▸ **TUGAS DAN LATIHAN**
1) Nyatakan apakah pernyataan (a), (b), dan (c) sesuai dengan teks tentang teknologi water mist. Jawab ya atau tidak, lalu sertakan kutipan kata-kata teks yang menentukannya tanpa diubah: (a) Water mist dinilai lebih baik daripada menyiramkan air ke jalanan. (b) Dedi menyebut water mist sebagai langkah pencegahan. (c) Langkah ini bisa digunakan untuk jangka panjang.
2) Tolong kembalikan bagian teks tentang teknologi water mist, mulai dari "Anggota Komisi A" terus ke bawah sampai "air ke jalanan.", tanpa perubahan apa pun.
3) Sambung berita tentang teknologi water mist setelah kalimat terakhirnya.

▸ **KUTIPAN PILIHAN**
- - - - -

Teknologi water mist atau menyemprotkan kabut air ke udara dinilai efektif sebagai solusi mengendalikan polusi udara. Demikian ditegaskan Anggota Komisi D DPRD DKI Jakarta Dedi Supriadi.
Menurut dia, langkah ini bisa membantu mengikat partikel polusi di udara yang bisa digunakan untuk jangka pendek.
“Indeks pencemaran udara itu jadi tidak terlalu tinggi. Tapi itu adalah langkah kuratif, mengobati,” ujar Dedi saat dihubungi, Rabu (19/6).
Anggota Komisi A DPRD DKI Jakarta Dedi Supriadi. (dok.DDJP)
Upaya memulihkan kualitas udara dengan teknologi water mist dinilai jauh lebih baik daripada menyiramkan air ke jalanan.
Sebab, kabut air yang disemprotkan ke udara akan mengikat partikel polusi sehingga kualitas udara yang dihirup lebih bersih.
“Bisa menangkap partikel polusi lebih efektif sebelum dia sampai di lapisan udara paling bawah dan mencemari udara yang dihirup masyarakat,” kata Dedi.

- - - - -

▸ **DATA YANG DIBERIKAN**
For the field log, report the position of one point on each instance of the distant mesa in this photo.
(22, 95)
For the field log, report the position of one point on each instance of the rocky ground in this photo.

- - - - -

▸ **JAWABAN TUGAS**
1)
(a) Ya: "dinilai jauh lebih baik daripada menyiramkan air ke jalanan"
(b) Tidak: "Tapi itu adalah langkah kuratif, mengobati"
(c) Tidak: "bisa digunakan untuk jangka pendek"

2)
Anggota Komisi A DPRD DKI Jakarta Dedi Supriadi. (dok.DDJP)
Upaya memulihkan kualitas udara dengan teknologi water mist dinilai jauh lebih baik daripada menyiramkan air ke jalanan.

3)
Sebagai langkah kuratif, water mist memang cocok digunakan. Sedangkan untuk jangka panjang, butuh solusi jitu.
Di sisi lain, Kepala Dinas Lingkungan Hidup DKI Jakarta Asep Kuswanto mengungkapkan, berdasarkan hasil analisis model Hybrid Single-Particle Lagrangian Integrated Trajectory (HYSPLIT) dari National Oceanic and Atmospheric Administration (NOAA) yang dilakukan oleh Tim Ahli IPB menunjukkan bahwa dalam dua hari terakhir angin dominan berasal dari arah Timur dan Timur Laut. Hal itu berdampak penurunan kualitas udara Jakarta.
Asep mengakui, perubahan perilaku masyarakat yang sudah beralih menggunakan transportasi publik, bersepeda, dan berjalan kaki juga dapat menyumbang perbaikan kualitas udara.
“Itu juga kami kampanyekan. Selain itu, upaya jangka pendek juga kita tempuh dengan mengimbau pengelola gedung-gedung tinggi memasang water mist dan memperketat uji emisi kepada pemilik kendaraan bermotor di Jakarta,” tukas Asep. (DDJP/bad/gie)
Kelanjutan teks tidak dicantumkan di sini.